─── Data supplied ───

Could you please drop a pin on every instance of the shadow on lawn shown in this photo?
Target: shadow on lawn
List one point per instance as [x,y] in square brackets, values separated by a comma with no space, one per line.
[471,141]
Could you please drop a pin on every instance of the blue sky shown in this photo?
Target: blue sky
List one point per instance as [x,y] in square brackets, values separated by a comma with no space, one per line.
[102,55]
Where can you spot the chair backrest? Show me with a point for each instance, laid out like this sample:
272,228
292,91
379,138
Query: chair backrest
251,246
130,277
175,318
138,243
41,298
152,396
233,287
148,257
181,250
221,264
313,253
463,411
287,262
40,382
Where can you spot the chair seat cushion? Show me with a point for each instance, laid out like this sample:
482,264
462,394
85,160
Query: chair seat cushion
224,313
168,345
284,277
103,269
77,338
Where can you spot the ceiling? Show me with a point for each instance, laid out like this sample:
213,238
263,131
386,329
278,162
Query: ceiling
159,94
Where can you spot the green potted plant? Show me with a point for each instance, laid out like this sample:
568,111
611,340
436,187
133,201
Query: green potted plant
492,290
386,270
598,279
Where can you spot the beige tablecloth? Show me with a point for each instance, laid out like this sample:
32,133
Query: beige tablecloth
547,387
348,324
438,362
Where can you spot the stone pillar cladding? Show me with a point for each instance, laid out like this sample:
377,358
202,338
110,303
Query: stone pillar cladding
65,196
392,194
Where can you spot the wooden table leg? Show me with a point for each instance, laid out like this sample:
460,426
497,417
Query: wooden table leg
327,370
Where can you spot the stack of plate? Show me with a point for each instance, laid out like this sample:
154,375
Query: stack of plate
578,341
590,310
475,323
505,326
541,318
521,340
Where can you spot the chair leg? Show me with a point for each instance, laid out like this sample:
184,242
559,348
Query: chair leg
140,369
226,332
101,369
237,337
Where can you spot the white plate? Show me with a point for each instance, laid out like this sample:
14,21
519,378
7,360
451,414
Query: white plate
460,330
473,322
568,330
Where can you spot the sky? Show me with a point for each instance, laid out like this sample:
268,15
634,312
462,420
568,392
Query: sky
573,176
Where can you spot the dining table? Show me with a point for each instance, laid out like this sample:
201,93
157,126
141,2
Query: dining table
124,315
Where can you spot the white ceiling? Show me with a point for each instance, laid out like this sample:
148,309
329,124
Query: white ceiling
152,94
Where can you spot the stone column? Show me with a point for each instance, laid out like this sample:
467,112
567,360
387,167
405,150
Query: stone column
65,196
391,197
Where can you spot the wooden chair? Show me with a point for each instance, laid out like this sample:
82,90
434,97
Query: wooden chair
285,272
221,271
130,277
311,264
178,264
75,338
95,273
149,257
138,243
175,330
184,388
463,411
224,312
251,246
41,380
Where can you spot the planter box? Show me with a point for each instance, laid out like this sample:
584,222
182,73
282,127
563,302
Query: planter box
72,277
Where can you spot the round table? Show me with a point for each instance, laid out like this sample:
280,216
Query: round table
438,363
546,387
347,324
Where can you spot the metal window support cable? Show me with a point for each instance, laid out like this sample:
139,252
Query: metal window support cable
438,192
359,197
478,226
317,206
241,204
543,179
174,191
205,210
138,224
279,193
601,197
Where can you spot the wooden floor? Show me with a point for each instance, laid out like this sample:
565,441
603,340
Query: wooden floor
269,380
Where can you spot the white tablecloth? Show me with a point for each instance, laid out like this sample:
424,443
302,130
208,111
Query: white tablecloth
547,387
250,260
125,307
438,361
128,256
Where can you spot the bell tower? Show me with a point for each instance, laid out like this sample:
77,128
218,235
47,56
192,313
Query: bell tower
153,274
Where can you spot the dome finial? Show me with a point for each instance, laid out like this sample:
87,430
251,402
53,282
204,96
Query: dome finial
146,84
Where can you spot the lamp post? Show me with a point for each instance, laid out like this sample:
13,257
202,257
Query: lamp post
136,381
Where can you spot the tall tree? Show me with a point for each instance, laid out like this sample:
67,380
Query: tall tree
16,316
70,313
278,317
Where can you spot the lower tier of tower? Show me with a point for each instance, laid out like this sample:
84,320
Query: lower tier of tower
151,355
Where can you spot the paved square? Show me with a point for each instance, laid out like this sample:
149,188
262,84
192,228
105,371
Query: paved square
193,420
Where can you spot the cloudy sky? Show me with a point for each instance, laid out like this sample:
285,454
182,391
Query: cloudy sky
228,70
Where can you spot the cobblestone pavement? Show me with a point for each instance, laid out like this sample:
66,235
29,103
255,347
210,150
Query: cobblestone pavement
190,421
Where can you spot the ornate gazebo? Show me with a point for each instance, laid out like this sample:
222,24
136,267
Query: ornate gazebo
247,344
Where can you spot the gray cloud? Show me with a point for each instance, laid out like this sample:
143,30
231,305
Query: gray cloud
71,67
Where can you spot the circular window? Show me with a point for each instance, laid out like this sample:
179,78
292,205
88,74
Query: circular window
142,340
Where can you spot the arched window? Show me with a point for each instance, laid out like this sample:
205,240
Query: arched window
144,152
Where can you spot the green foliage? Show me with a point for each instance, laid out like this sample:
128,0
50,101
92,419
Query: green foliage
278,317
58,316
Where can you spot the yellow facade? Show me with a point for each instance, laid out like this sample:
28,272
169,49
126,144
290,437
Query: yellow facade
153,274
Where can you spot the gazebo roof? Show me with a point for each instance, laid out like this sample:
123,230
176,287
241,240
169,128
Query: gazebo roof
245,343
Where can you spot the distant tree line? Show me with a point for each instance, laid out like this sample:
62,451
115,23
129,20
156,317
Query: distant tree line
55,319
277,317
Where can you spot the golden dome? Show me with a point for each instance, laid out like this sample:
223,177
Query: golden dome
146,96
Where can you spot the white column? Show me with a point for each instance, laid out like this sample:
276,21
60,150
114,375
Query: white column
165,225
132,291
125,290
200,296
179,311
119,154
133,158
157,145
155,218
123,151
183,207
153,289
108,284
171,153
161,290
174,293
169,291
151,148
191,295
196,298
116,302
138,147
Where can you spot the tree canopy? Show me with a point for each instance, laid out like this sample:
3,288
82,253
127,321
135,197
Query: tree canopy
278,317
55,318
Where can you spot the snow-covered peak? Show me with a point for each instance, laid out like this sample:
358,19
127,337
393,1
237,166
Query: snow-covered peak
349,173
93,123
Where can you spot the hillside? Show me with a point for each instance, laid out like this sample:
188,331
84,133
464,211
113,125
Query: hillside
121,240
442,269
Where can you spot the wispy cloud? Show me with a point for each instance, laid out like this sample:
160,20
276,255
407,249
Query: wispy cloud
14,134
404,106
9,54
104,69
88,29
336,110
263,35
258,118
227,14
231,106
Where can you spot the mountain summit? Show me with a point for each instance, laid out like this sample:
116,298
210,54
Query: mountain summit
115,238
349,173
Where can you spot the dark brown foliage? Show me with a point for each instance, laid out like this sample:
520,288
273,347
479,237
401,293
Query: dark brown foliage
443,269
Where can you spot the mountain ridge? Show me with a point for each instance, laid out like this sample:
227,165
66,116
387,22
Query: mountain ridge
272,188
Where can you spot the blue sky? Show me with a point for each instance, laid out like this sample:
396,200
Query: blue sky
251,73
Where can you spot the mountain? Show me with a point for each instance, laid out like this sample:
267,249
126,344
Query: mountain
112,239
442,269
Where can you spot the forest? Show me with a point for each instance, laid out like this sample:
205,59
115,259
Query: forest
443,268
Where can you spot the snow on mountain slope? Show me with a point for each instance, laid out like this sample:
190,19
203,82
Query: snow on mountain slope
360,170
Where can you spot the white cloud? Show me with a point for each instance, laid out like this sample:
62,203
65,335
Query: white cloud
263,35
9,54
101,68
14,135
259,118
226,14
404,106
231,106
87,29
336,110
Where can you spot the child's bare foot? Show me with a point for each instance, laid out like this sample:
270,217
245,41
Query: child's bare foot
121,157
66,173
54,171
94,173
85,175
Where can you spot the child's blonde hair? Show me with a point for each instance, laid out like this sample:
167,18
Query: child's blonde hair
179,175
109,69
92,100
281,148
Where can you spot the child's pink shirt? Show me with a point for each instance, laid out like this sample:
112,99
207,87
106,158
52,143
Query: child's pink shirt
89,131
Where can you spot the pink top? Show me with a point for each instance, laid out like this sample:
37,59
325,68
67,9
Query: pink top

───

▸ Your goal
Locate the line that contains "Where can you spot the child's bare". Repeat it and every line after it, up to and including the final line, exactly.

▸ Task solution
Where can you spot the child's bare foot? Show me with a point for each instance, laid out like this sample:
270,217
245,41
Query: child's bare foot
121,157
66,173
54,171
94,173
85,175
Where can you spot the child's blonde hair? Show me with a point for each instance, laid out like this sample:
167,18
Query: child's blonde hair
179,175
109,69
92,100
281,148
Where can you spot the child's pink shirt? Show me with a point for each instance, laid out like this sample:
112,99
207,87
106,158
52,143
Query: child's pink shirt
89,131
Where can you spot the pink top? Show me with a point for each instance, laid out like this sample:
37,59
325,68
67,9
Query: pink top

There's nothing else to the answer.